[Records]
==*==

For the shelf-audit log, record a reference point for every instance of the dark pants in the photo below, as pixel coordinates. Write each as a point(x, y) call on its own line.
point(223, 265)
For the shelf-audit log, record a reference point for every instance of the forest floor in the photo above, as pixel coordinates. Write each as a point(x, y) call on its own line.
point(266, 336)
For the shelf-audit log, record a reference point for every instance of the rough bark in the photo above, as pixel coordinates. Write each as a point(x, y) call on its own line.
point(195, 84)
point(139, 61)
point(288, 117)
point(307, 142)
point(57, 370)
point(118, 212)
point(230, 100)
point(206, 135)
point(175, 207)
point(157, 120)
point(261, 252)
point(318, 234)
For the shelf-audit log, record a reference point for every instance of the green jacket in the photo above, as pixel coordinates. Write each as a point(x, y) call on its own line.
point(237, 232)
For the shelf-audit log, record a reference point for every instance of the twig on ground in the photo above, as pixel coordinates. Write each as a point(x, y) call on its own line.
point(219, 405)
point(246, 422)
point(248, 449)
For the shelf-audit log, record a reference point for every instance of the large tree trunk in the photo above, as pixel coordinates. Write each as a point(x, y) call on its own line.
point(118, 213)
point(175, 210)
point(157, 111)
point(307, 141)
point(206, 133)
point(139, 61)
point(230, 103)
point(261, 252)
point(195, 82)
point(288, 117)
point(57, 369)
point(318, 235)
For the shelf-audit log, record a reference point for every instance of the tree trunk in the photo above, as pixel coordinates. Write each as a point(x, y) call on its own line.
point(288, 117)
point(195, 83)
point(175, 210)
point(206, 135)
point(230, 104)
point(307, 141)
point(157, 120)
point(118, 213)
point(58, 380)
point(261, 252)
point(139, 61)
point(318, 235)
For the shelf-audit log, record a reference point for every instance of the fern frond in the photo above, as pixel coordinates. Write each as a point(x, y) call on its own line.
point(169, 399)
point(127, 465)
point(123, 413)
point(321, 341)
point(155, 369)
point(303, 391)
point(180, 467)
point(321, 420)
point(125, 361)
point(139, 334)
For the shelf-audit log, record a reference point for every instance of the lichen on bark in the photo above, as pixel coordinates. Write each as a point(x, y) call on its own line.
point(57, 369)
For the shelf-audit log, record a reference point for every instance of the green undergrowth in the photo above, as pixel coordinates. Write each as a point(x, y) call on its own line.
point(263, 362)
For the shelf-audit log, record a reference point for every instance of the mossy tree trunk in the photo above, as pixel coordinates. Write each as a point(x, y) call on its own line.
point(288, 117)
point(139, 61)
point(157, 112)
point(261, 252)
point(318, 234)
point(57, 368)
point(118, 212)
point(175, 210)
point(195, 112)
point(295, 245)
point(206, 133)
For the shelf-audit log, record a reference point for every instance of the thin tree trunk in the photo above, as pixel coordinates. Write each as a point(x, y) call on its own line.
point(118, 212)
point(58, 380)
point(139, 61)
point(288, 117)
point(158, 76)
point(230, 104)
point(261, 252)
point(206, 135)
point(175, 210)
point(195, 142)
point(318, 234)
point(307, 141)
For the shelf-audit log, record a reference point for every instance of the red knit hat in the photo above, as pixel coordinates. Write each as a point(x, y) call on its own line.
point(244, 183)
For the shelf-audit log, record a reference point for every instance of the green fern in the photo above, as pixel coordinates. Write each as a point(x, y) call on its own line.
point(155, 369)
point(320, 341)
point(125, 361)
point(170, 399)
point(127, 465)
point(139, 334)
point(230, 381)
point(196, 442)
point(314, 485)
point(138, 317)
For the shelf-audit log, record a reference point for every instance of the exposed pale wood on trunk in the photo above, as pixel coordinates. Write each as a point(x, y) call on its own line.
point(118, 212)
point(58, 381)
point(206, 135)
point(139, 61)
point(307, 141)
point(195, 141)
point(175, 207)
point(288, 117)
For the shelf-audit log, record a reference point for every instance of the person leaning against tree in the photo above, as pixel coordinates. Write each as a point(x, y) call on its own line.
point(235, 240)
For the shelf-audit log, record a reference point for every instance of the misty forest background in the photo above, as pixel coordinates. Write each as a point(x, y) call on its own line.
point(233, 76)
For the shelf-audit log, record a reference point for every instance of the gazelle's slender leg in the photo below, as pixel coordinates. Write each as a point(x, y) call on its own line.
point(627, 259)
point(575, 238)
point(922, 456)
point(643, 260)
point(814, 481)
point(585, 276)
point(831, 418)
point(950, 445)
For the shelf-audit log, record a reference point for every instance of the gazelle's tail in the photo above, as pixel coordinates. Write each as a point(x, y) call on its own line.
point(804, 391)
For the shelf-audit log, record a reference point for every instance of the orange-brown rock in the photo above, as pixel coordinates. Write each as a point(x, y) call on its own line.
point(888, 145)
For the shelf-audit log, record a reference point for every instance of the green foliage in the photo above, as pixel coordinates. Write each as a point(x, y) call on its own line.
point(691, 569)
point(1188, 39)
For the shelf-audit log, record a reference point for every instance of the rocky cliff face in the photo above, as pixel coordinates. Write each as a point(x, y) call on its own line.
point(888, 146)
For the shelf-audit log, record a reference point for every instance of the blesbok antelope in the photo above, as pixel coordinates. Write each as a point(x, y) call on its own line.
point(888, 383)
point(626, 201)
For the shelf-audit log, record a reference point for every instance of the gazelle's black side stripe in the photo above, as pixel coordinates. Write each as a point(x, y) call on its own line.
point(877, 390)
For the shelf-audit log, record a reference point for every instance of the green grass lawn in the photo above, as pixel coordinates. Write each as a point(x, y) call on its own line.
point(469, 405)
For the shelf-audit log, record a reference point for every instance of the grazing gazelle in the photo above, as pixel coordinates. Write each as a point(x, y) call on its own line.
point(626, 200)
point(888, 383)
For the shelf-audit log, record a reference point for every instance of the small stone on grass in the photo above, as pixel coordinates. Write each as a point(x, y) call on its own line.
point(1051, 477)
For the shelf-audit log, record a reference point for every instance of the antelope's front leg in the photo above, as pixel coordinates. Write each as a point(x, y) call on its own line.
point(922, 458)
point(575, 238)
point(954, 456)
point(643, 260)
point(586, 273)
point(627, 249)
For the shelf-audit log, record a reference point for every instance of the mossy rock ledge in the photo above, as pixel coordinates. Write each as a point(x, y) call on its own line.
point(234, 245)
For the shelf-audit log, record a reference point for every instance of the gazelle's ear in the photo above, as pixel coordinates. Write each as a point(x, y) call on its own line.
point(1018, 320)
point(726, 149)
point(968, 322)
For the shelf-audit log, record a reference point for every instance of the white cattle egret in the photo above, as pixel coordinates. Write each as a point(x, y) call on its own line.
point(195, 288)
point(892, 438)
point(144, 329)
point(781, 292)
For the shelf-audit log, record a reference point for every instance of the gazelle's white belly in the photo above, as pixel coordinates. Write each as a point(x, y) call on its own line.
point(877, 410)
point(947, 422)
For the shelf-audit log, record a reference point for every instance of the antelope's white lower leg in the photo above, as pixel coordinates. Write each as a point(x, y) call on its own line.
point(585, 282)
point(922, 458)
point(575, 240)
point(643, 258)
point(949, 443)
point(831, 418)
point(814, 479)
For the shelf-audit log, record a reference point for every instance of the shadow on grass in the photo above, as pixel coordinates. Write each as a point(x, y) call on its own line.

==*==

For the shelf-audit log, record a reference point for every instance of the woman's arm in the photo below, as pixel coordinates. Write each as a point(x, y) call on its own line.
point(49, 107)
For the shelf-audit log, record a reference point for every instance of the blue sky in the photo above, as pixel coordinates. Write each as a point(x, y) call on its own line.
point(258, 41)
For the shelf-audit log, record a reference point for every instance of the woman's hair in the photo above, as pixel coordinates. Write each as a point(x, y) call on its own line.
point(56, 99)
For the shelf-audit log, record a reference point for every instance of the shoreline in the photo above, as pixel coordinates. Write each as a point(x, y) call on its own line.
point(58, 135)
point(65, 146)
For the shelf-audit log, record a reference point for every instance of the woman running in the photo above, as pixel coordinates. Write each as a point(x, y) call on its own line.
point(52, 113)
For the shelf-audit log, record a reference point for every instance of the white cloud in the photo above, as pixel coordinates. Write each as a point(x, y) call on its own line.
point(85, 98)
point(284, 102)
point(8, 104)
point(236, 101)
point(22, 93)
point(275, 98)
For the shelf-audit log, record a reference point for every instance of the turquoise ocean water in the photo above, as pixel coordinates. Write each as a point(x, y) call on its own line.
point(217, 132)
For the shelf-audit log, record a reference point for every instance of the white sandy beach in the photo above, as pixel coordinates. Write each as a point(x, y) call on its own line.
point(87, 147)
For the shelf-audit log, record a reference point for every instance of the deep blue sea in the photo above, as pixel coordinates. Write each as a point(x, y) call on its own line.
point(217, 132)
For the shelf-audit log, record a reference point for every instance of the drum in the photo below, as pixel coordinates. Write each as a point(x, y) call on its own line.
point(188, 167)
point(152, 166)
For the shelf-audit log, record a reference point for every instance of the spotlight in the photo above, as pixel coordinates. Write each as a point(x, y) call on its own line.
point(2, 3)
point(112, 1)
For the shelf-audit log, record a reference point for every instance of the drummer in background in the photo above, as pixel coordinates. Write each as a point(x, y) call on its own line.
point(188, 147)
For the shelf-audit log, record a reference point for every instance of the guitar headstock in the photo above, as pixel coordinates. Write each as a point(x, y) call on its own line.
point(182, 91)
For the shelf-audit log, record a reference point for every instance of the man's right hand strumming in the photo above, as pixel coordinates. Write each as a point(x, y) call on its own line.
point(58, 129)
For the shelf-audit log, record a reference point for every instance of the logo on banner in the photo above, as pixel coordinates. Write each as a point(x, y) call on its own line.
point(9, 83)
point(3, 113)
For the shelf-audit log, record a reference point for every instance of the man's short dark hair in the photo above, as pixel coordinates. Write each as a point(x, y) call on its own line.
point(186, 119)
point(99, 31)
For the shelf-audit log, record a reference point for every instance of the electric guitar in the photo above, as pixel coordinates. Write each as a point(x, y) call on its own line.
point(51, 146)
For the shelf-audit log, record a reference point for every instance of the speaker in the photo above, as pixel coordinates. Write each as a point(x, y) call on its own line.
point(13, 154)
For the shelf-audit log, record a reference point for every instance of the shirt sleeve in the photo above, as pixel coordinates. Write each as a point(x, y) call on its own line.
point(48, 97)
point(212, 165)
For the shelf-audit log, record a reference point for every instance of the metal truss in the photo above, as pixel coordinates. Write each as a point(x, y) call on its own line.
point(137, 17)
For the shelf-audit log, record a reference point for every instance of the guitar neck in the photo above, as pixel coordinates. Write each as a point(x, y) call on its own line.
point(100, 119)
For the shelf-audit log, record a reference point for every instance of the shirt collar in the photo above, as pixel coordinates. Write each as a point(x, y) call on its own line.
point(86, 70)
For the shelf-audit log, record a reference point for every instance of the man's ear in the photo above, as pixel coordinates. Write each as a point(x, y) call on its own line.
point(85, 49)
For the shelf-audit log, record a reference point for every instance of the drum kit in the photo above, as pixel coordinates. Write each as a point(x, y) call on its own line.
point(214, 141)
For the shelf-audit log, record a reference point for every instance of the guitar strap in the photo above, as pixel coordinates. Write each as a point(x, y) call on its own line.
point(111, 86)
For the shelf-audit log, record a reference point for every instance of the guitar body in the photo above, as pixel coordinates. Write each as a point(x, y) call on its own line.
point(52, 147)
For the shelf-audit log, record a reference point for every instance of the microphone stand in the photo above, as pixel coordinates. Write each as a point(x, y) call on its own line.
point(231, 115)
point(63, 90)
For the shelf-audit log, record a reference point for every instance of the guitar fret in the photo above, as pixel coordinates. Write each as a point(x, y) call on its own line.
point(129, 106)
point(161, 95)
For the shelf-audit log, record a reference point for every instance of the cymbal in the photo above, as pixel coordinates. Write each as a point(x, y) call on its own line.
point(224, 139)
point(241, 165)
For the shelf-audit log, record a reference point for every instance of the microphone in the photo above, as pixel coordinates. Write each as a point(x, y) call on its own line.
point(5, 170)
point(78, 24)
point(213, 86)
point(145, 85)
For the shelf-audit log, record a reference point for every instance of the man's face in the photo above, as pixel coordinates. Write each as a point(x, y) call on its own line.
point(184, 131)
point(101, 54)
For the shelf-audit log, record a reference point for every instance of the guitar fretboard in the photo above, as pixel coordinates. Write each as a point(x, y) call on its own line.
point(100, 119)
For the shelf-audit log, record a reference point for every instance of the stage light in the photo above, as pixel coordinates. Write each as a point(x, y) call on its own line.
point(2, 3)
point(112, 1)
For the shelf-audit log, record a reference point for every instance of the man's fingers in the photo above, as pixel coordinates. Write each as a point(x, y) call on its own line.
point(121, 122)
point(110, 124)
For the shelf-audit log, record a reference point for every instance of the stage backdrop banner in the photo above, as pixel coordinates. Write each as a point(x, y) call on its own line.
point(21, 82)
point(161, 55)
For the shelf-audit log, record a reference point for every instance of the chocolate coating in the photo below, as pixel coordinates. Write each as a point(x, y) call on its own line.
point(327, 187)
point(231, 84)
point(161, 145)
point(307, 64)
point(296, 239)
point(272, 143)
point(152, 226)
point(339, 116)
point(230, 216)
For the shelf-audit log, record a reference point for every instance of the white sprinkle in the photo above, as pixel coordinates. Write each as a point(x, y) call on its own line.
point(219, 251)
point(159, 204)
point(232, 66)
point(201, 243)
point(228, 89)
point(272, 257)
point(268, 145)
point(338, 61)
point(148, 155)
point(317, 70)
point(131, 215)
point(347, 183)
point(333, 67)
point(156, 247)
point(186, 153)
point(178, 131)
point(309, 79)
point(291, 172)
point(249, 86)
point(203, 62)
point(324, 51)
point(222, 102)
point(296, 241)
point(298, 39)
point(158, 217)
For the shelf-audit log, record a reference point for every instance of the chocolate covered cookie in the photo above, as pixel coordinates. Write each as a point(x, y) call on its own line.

==*==

[Work to be completed] Return each line in the material above that contains the string "green". Case counts.

[Answer below]
For the shelf-audit log, record a reference point for every instance of the green jacket in the photo above, as pixel coordinates. Write each as a point(x, y) call on its own line.
For the shelf-audit log, record a reference point for every instance of the green undergrowth in the photo above, as pixel coordinates. Write each as a point(x, y) call on its own line.
For the shelf-audit log, record a reference point for every instance of the green fern in the photo above, as pixel coordinates. Write each as a point(x, y) call on its own line.
For the shelf-audit log, record a reference point for every instance of the green foliage in the photo above, as pixel coordinates. Write each as a point(x, y) call on its own line.
For the shelf-audit log, record a reference point for every instance of the green grass lawn in the photo above, as pixel coordinates. Write each as a point(x, y) call on its own line.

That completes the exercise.